Records excerpted from a collection
• • • •
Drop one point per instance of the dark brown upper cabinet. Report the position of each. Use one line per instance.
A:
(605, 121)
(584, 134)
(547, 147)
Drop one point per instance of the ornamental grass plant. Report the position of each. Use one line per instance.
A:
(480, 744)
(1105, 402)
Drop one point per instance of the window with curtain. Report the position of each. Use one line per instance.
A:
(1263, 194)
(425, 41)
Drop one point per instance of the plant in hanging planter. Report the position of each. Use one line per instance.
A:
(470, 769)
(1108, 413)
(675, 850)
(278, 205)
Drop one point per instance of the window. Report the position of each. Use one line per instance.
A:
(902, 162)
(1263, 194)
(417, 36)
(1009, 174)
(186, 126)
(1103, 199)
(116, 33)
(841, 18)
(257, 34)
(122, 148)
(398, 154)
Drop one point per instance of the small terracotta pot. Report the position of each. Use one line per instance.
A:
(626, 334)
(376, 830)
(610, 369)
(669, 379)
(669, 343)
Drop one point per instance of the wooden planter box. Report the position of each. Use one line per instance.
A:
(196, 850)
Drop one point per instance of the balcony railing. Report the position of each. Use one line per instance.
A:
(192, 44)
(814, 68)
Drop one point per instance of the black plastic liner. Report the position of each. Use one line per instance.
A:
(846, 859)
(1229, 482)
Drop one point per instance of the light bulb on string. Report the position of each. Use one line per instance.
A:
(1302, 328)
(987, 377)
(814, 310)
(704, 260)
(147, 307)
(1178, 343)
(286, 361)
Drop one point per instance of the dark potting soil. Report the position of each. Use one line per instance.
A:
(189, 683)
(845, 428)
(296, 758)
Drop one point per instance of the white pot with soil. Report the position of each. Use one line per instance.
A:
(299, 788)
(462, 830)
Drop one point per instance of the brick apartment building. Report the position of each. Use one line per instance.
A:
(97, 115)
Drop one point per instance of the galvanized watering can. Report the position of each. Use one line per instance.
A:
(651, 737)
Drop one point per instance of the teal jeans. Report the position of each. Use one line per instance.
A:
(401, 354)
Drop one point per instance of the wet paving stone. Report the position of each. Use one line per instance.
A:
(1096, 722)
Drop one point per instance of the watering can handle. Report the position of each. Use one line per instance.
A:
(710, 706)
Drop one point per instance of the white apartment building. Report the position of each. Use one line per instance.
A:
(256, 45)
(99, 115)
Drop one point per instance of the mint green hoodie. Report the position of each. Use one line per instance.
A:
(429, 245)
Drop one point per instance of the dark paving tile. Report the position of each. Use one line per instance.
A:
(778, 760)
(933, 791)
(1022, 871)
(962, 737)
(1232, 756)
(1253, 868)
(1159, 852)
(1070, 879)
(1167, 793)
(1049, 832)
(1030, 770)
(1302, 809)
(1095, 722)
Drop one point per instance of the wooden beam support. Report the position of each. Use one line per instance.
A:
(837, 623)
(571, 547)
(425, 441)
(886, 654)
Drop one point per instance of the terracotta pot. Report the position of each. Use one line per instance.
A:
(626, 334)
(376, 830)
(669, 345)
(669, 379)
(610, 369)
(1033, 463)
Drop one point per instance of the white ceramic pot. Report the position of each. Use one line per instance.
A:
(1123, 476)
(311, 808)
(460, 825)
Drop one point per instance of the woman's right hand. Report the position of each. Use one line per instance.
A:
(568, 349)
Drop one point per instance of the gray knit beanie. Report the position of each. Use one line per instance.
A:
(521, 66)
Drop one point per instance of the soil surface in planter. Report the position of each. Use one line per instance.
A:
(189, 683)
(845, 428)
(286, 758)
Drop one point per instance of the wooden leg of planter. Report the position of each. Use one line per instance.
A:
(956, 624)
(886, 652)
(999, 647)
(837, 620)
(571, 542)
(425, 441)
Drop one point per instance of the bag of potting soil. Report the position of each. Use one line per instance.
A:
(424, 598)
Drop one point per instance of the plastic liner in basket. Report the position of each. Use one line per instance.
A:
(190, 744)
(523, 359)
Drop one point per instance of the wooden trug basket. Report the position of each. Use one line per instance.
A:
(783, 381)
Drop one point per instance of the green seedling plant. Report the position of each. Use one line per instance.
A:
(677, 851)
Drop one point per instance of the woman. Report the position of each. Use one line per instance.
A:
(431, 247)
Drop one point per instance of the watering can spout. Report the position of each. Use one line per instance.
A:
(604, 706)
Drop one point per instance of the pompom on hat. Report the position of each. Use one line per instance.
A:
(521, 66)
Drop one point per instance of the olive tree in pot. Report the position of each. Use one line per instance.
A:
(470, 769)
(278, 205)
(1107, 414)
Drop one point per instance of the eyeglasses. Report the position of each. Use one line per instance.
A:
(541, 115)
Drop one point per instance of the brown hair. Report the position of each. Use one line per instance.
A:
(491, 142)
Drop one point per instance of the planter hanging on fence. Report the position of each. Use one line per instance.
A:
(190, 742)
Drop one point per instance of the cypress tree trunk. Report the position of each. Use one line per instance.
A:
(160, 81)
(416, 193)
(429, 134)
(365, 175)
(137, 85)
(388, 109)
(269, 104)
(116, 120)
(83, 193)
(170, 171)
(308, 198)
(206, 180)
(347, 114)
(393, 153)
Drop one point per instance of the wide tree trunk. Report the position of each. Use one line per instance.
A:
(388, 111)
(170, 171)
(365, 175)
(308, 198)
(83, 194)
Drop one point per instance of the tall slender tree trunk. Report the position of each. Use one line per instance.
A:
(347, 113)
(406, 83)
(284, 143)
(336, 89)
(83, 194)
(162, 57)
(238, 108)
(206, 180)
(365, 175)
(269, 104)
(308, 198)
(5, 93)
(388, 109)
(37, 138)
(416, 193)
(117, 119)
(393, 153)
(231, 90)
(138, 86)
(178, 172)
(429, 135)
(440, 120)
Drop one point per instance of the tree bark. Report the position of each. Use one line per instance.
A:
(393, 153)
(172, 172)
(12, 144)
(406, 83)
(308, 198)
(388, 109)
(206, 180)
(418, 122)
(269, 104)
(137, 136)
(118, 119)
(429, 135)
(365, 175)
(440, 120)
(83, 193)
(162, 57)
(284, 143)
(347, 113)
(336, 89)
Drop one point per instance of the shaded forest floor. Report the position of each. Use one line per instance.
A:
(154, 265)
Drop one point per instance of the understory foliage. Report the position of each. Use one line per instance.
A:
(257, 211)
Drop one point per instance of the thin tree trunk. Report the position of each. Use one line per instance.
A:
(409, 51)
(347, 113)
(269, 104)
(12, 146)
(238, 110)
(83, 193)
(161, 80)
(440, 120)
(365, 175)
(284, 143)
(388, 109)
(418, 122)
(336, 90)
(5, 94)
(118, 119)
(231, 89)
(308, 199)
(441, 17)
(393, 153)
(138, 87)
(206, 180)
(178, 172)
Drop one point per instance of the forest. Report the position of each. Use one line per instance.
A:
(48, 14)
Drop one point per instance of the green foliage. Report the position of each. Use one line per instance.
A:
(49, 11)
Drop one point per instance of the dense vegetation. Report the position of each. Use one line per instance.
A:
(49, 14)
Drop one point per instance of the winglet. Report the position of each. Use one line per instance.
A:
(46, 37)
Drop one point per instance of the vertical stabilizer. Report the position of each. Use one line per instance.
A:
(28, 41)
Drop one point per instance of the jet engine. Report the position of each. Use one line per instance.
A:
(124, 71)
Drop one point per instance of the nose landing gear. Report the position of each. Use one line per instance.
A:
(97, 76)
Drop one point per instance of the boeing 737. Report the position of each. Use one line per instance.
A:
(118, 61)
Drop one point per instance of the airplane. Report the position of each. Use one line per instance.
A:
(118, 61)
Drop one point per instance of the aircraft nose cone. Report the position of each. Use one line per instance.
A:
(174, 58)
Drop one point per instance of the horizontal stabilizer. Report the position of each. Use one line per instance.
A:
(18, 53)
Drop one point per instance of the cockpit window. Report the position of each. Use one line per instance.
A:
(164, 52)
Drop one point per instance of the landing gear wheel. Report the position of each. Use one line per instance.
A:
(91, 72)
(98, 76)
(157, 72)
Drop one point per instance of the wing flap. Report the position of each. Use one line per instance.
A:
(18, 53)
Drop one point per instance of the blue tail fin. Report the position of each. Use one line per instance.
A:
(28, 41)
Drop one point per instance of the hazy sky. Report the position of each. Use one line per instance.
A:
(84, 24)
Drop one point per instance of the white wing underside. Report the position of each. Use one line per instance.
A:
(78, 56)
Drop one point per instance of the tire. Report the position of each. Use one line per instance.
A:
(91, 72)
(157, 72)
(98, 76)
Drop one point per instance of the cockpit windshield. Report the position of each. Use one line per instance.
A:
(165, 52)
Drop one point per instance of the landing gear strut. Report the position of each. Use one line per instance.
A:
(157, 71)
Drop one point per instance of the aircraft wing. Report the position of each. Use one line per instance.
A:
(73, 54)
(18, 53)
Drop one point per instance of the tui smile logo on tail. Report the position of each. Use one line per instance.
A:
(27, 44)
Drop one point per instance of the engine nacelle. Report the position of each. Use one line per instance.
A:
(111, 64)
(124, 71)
• • • •
• [Directions] Go through the data, and copy each line in which the word "aircraft" appears.

• [Exercise answer]
Drop one point per instance of the aircraft nose cone. Report the position of each. Use one line per instance.
Drop one point per instance of the aircraft wing. Report the position of each. Use one line per instance.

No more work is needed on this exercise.